Collection entries >>
● ● ●

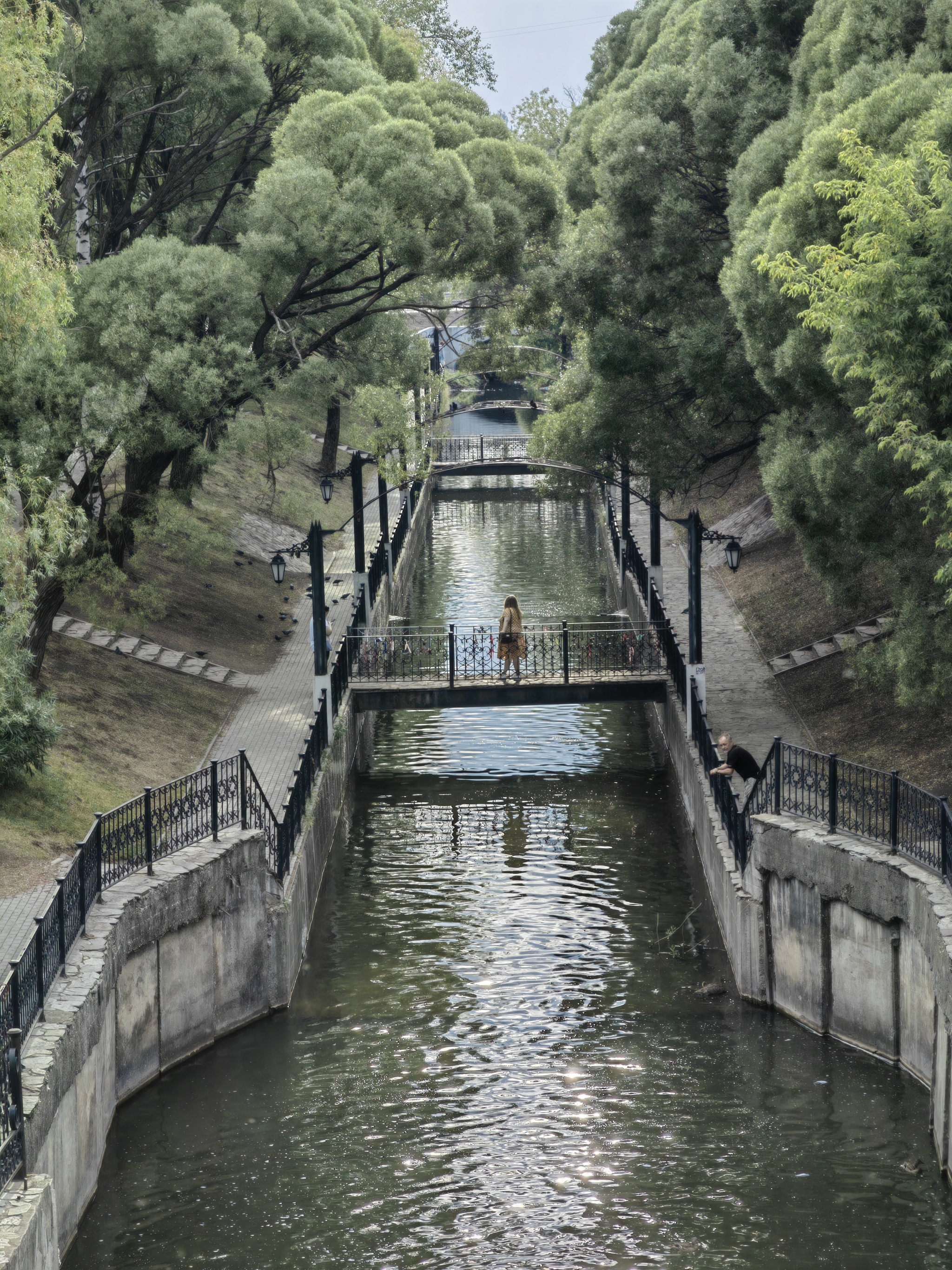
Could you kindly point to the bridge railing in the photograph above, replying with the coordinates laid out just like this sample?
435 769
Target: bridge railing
478 450
463 653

● ● ●

Exactly as written, give every entry again, but not the pictures.

EXERCISE RESPONSE >>
Could you kindly point to the bridge railing in the photograph above, replying with the coordinates laid out just like this sample?
435 769
Target: bridge railing
478 450
463 653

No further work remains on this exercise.